## WHAT THE TASK REQUIRES
Report every line of the listing that contains the string "large", reproducing each line in full. Matching is case-sensitive.

## WORKING DATA
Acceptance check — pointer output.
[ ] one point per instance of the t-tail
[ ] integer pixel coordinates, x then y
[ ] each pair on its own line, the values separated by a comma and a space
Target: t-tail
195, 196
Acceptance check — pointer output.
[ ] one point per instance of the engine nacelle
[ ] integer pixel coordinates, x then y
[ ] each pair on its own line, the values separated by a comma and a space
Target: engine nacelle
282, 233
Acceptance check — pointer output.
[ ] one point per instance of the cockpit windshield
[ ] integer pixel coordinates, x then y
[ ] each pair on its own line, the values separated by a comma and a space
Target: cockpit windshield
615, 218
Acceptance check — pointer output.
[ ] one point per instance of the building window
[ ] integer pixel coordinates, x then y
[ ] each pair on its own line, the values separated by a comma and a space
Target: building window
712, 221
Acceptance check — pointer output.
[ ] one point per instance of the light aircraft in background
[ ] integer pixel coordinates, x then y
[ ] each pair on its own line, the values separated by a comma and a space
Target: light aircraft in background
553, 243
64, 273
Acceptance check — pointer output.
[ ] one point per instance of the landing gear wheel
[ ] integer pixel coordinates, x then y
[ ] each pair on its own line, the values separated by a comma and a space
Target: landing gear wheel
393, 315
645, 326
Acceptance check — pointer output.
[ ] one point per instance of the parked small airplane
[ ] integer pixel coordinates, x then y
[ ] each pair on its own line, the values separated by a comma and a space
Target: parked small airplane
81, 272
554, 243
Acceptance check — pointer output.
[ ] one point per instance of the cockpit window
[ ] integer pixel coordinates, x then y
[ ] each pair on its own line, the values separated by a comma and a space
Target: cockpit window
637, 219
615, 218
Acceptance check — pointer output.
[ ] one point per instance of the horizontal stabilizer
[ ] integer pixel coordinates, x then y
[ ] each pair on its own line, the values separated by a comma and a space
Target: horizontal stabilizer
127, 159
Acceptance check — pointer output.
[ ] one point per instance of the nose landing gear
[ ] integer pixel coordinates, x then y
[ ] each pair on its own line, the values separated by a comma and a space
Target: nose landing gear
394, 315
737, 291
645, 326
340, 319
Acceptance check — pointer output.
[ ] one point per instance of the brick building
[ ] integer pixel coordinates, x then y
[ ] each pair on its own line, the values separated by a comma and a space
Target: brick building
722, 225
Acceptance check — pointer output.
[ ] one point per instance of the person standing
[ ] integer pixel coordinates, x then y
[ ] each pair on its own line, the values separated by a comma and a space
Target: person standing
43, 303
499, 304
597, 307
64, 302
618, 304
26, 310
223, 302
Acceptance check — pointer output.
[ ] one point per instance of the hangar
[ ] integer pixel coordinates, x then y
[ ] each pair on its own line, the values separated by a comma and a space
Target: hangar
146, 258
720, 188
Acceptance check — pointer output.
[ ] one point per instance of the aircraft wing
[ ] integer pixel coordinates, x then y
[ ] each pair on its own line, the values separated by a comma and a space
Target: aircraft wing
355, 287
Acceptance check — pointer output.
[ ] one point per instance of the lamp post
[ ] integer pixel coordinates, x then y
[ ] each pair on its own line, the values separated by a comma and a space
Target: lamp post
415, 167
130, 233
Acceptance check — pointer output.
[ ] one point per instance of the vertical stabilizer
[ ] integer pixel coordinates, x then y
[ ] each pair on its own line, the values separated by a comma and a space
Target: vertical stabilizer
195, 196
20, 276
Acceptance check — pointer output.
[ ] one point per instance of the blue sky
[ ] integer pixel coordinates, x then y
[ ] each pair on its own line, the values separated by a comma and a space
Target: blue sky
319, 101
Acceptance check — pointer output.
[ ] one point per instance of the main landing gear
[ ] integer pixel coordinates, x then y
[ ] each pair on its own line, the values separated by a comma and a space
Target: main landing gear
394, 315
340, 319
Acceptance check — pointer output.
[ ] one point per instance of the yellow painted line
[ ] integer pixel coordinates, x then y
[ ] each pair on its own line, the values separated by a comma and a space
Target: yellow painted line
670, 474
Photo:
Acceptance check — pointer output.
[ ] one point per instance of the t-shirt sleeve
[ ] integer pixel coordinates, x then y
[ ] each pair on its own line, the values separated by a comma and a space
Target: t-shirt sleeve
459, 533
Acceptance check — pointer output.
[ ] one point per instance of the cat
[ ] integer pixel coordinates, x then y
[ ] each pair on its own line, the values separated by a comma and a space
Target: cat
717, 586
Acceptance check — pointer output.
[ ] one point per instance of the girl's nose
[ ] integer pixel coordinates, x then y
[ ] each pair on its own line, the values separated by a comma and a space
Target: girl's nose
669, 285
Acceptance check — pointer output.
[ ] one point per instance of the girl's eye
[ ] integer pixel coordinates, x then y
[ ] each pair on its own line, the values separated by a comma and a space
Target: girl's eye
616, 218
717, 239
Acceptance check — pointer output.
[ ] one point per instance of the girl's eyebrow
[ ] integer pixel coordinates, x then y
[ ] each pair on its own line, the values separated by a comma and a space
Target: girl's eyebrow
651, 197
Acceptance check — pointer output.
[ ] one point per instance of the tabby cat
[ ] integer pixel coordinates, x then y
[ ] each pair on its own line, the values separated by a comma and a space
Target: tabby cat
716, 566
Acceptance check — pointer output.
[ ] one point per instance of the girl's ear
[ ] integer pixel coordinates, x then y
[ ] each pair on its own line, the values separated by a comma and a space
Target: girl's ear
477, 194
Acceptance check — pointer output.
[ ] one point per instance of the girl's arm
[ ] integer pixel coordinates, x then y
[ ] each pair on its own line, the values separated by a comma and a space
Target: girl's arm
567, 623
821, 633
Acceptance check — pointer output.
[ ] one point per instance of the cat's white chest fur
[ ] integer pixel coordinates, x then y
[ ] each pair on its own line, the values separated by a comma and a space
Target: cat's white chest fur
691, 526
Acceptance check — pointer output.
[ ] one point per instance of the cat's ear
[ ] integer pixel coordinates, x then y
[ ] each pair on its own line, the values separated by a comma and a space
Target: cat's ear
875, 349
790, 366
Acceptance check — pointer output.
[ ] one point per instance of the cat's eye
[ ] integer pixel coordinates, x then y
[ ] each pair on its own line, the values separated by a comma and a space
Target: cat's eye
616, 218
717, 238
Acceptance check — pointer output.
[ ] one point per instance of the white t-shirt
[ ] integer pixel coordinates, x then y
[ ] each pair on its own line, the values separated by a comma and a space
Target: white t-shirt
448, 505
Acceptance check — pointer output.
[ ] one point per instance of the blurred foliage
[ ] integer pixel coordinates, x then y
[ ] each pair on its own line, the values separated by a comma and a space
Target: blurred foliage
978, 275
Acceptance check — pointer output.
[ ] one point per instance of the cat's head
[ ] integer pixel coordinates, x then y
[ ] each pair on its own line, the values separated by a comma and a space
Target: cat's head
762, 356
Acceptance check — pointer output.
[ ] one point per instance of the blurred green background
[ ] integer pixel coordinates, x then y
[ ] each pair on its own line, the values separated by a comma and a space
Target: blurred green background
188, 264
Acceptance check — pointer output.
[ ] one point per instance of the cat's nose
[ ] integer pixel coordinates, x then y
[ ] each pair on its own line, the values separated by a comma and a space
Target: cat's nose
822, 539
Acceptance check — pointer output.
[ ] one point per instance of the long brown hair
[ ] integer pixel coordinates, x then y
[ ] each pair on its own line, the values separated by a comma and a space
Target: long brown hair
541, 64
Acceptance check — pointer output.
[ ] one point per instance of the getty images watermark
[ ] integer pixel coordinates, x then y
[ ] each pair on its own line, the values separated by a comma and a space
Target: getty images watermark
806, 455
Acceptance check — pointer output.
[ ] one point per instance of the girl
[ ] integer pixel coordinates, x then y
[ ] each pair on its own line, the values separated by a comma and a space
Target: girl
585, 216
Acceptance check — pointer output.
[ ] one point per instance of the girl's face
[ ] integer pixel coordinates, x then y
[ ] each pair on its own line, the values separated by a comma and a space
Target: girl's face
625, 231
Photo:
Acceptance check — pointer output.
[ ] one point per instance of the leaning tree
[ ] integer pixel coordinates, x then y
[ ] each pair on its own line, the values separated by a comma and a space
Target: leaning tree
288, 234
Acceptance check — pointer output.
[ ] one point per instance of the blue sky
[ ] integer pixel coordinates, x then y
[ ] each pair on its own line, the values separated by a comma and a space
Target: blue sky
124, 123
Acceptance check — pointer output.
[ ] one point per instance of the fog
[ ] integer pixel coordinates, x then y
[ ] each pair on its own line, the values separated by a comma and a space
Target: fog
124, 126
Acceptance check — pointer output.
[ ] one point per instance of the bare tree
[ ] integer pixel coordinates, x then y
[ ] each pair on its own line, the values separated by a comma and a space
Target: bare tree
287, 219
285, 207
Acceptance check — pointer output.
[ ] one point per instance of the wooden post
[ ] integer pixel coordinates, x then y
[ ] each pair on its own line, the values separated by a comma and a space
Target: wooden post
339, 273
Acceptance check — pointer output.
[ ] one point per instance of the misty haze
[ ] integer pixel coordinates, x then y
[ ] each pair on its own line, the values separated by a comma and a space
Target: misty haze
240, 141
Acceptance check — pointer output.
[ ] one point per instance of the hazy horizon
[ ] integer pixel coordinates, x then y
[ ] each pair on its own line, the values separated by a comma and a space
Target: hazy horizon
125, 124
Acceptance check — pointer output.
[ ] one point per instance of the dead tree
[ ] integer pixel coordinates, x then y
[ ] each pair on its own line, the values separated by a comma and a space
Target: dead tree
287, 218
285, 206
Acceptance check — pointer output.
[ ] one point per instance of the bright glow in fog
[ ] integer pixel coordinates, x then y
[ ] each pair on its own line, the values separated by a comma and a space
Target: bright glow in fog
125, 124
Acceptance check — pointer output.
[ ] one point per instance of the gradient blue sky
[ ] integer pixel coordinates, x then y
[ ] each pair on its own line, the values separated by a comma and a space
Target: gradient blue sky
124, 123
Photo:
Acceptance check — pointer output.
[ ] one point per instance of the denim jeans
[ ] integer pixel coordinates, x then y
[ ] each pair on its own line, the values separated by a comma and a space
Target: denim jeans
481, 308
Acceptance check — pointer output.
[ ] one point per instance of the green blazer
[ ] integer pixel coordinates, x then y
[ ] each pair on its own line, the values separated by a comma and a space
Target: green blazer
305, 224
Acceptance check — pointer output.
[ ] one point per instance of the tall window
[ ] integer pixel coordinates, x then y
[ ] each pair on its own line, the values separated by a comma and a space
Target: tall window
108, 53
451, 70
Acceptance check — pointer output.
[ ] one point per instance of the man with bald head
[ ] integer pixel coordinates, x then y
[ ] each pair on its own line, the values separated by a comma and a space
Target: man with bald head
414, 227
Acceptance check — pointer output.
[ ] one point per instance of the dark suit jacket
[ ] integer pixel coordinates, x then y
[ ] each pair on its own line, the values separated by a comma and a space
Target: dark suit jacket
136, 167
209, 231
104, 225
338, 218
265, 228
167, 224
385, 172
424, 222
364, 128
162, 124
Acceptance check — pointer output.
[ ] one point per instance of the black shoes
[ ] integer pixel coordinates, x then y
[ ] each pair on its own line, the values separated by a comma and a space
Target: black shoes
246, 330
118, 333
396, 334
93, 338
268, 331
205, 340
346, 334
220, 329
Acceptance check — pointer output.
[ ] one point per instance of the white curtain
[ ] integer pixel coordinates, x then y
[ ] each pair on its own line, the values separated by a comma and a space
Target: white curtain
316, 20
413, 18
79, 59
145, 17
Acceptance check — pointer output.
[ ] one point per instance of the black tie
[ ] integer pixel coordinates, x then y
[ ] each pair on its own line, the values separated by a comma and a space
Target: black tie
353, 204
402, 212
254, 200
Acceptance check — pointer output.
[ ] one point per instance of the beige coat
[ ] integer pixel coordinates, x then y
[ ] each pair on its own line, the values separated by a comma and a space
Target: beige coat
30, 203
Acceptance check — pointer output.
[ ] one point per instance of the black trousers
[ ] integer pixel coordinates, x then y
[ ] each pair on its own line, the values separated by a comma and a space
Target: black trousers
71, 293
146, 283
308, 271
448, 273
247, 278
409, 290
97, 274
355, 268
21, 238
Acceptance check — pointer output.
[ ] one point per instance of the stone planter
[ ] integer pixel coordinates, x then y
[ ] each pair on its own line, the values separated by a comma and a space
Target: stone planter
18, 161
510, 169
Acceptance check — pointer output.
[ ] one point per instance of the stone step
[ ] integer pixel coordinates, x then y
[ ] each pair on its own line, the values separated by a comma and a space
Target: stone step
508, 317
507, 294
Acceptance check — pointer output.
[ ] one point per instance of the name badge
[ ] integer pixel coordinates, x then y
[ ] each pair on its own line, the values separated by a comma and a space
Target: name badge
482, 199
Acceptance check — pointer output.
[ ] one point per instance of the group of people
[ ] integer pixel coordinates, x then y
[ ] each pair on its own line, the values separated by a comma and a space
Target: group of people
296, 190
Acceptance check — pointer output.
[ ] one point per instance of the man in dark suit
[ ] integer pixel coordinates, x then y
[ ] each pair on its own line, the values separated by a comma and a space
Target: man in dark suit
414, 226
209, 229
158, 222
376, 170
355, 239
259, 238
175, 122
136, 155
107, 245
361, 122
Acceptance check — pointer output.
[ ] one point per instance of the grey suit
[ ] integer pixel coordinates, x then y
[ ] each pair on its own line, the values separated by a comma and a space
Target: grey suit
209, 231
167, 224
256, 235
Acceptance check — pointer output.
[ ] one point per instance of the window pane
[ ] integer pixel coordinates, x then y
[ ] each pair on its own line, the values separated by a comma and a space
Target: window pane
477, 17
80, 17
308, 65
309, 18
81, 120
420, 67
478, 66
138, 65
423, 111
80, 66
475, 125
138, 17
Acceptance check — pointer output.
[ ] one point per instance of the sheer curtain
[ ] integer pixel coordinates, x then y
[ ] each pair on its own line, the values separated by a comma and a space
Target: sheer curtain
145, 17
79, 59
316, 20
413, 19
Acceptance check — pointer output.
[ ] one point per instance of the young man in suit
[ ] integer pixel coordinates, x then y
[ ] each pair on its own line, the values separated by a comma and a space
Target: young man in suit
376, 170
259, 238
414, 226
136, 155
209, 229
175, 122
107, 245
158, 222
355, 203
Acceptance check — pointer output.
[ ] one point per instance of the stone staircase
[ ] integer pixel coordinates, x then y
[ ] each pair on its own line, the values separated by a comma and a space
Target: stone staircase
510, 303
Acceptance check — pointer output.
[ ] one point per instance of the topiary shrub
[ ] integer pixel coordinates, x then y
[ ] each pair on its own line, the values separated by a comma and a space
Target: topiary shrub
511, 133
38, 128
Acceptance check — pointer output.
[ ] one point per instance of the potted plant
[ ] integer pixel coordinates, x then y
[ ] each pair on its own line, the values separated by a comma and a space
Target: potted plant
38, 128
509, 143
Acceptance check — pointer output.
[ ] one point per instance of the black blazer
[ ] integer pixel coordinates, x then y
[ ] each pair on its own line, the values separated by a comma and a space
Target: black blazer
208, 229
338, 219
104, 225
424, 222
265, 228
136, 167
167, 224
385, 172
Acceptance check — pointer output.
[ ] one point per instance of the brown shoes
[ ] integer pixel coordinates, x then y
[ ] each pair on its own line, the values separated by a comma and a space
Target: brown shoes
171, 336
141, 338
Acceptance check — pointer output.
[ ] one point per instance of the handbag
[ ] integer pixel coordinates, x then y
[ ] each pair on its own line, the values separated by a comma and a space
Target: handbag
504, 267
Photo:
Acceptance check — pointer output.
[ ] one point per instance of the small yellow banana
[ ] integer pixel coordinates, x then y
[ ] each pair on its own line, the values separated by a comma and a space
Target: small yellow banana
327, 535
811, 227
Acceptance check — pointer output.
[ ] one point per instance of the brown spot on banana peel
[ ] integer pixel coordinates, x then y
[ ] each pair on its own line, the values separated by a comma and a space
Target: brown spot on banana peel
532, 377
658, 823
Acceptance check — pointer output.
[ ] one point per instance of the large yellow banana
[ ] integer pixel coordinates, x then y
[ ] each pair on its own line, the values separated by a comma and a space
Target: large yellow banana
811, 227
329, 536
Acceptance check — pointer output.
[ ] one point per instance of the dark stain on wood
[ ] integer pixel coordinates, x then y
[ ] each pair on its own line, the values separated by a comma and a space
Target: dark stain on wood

## EXERCISE OUTPUT
[ ] one point per instance of the large yellow banana
Target: large yellow banana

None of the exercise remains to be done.